Records from a point-labeling set
== == ==
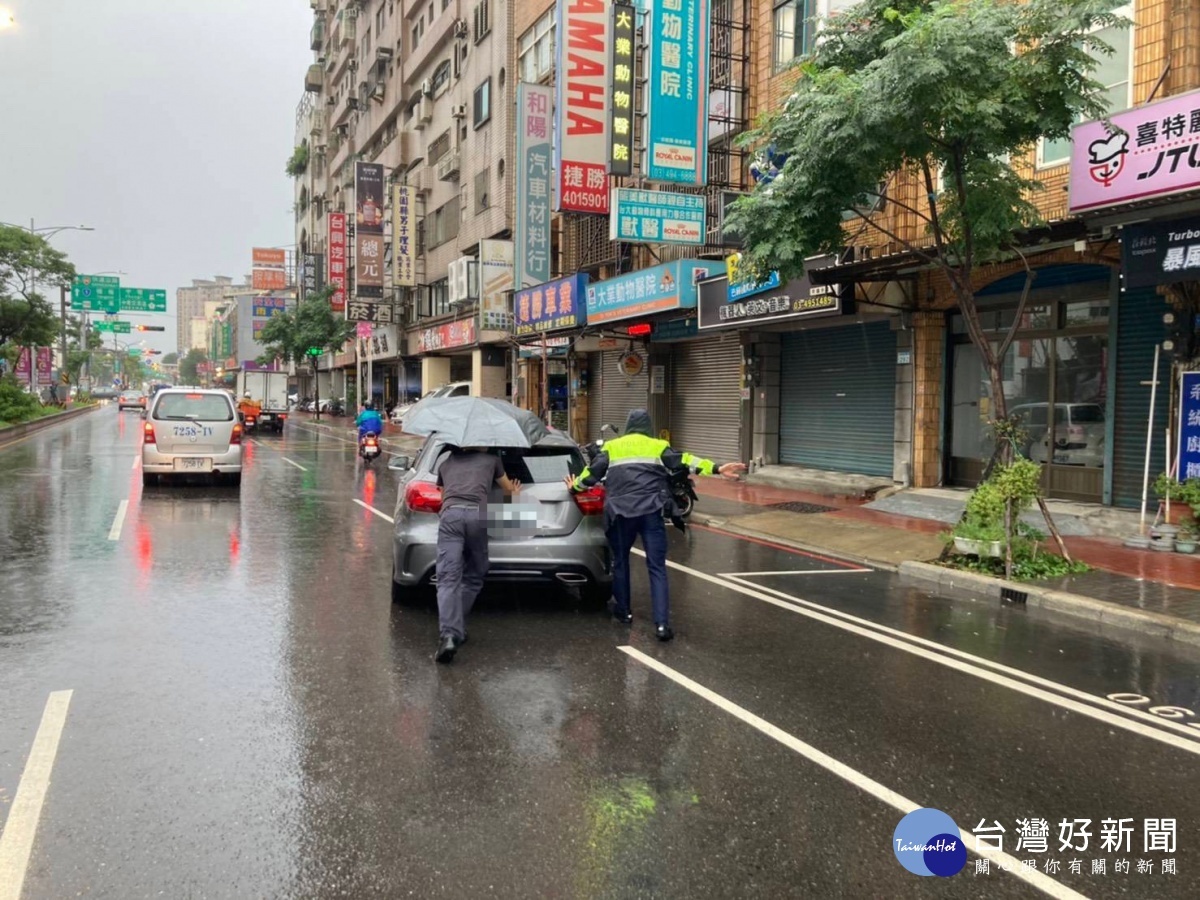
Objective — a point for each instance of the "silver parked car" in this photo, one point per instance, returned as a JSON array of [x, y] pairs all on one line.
[[545, 535], [192, 432]]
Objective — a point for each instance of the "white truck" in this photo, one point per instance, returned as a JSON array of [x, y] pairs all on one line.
[[270, 390]]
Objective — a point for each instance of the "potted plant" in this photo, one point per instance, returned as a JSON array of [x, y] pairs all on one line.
[[981, 532], [1186, 539]]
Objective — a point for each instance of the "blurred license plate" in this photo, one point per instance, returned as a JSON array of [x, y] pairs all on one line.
[[192, 463], [513, 520]]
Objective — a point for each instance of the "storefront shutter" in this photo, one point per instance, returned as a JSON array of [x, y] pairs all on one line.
[[706, 397], [612, 395], [1139, 329], [838, 399]]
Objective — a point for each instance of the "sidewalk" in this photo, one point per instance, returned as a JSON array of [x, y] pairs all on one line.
[[1149, 591]]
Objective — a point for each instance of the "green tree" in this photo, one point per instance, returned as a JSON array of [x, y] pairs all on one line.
[[943, 91], [187, 366], [312, 325], [27, 264]]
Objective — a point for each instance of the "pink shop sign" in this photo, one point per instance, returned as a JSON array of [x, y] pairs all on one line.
[[1152, 151]]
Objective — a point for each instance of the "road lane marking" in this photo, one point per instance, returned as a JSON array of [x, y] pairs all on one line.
[[864, 783], [797, 571], [17, 838], [1060, 695], [114, 533], [378, 513]]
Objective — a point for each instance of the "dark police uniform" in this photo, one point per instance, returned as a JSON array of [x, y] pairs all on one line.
[[634, 468]]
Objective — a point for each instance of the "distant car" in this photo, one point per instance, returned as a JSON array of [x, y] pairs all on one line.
[[549, 534], [131, 400], [192, 432], [1078, 437], [455, 389]]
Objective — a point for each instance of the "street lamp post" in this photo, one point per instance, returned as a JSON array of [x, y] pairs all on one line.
[[48, 232]]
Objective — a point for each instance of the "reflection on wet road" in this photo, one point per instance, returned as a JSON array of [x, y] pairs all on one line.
[[251, 715]]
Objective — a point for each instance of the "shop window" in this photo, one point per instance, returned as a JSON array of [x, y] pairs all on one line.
[[1115, 72]]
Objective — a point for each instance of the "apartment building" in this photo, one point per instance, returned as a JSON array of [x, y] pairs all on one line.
[[421, 89], [190, 310]]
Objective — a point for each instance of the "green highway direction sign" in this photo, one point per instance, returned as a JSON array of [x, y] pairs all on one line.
[[142, 300], [94, 293]]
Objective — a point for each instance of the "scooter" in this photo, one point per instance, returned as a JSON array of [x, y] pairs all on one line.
[[369, 448], [679, 483]]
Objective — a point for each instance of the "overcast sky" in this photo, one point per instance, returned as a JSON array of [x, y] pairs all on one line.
[[163, 124]]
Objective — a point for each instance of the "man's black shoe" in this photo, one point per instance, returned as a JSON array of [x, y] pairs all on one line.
[[447, 646]]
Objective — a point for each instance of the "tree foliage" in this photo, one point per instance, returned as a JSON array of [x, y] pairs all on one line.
[[29, 263], [312, 324], [946, 91]]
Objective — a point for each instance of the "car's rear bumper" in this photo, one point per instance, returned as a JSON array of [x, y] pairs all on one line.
[[532, 561], [162, 463]]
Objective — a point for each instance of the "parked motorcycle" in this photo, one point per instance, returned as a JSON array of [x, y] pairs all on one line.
[[683, 491], [369, 448]]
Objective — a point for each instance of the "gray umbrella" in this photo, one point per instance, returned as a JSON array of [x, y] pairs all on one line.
[[477, 421]]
== == ==
Rewrite all of the material above, changing every "in this photo" to "in this image" and leaving everything else as it is. Omit the pictures from your version.

SOLUTION FOR THIS TASK:
Objective — a point for each instance of the "silver parked car" in this image, one point per instance, returned as a JSON array of [x, y] pairs all on one line.
[[545, 535], [192, 432]]
Objective — a point for each instance of the "white truck" in this image, one point per instance, returned as a JSON array of [x, y] pairs all on one line.
[[270, 390]]
Objective — a point for each instance of the "potted plant" in this image, one point per instance, returned as a JSON array of [x, y] pairs all on one line.
[[981, 532], [1186, 539]]
Objective — a point for each instance of the "blurred license plate" in this image, one point per instance, returned as a JSON array of [x, y] pairs all on one line.
[[192, 463], [513, 520]]
Objective — a point for each instance of the "storefront shutter" in this image, one point per instance, returned as a JSON array of [x, y] pairs all on one line.
[[706, 397], [612, 395], [1139, 329], [838, 399]]
Objective — a point for each instance of the "sidewalk" in this image, one point per instance, returned as a JSON array of [x, y] pairs all on one line.
[[1149, 591]]
Objective — a point for each instance of the "green tree" in this image, one point per instance, returned as a JSON array of [x, y] pairs all on one line.
[[943, 91], [187, 366], [312, 325], [27, 264]]
Objective — a point for each instance of the "pink shop sign" in this image, one point per instance, returned as a JSON array of [x, y] pairs all on one line.
[[1152, 151]]
Objective — a point for each instance of the "road lane marking" in this image, one point per instance, returned as a JSON array of [x, y] pairs all on one line.
[[864, 783], [797, 571], [17, 838], [1060, 695], [114, 533], [378, 513]]
Objective — a point for each instance of the "dark police uniform" in this image, one point per instance, returned as a JSON array of [x, y] pairs all on one line.
[[634, 468]]
Objective — a point for each instance of the "distant car" in this image, one point per instance, returned as a JSON array of [x, y] pairs all on one line.
[[549, 534], [131, 400], [192, 432], [1078, 437], [455, 389]]
Objective — a point for each instance of the "street lamp post" in this image, one point per instance, returned as a JSON array of [x, y] pairs all on one line.
[[48, 232]]
Objective — a point for each instance of the "reflection on wet road" in this image, one point per instance, returned as a JSON array of [x, y] pairs all on one line.
[[251, 715]]
Objective — a point for each instance of the "shop window" in this image, one point per instance, returned as a JSON array of [x, y] pairs all on one line.
[[1115, 72]]
Objective — a point for each instance of the "apartment building" in this image, one point per instance, returned as a JSON array of [x, y] pairs all on one line.
[[421, 89], [190, 310]]
Objective — a point for each instance of the "green highway direction sign" in this image, one point per instance, returned as a JSON array of [x, y] pairs all on one line.
[[142, 300], [94, 293]]
Objective — a point for each instance of the "scooter" in this image, one point per instance, returned as a JSON array of [x, y] pairs all on one line.
[[369, 448], [679, 483]]
Objective — a point for each instance of the "overcast sky" in this image, one point per instance, returned as a JSON array of [x, y] pairs all on one line.
[[163, 124]]
Objective — a point for each instance of the "man's black shoe" in this image, one point per instance, returned as a JSON array of [x, y] pairs all on one line.
[[447, 646]]
Objective — a point for each instance of the "tree foliage" in this image, one point per instance, returned as a JSON array of [x, y] pairs all on one line.
[[29, 263], [312, 324], [946, 91]]
Objective — a point for each instance of the "car's rear bumper" in this image, one point per instance, returned as a JSON array of [x, y] pairs all on one line.
[[532, 561], [162, 463]]
Objective — a point for each instance of the "parked motorcycle" in this image, one point per instance, returned as a JSON array of [x, y] pairs all on one line.
[[683, 491], [369, 448]]
Objective — a point for each instance of the "gray umbrella" in this image, one point per instance, returned as a JSON array of [x, y] pairs all on one line.
[[477, 421]]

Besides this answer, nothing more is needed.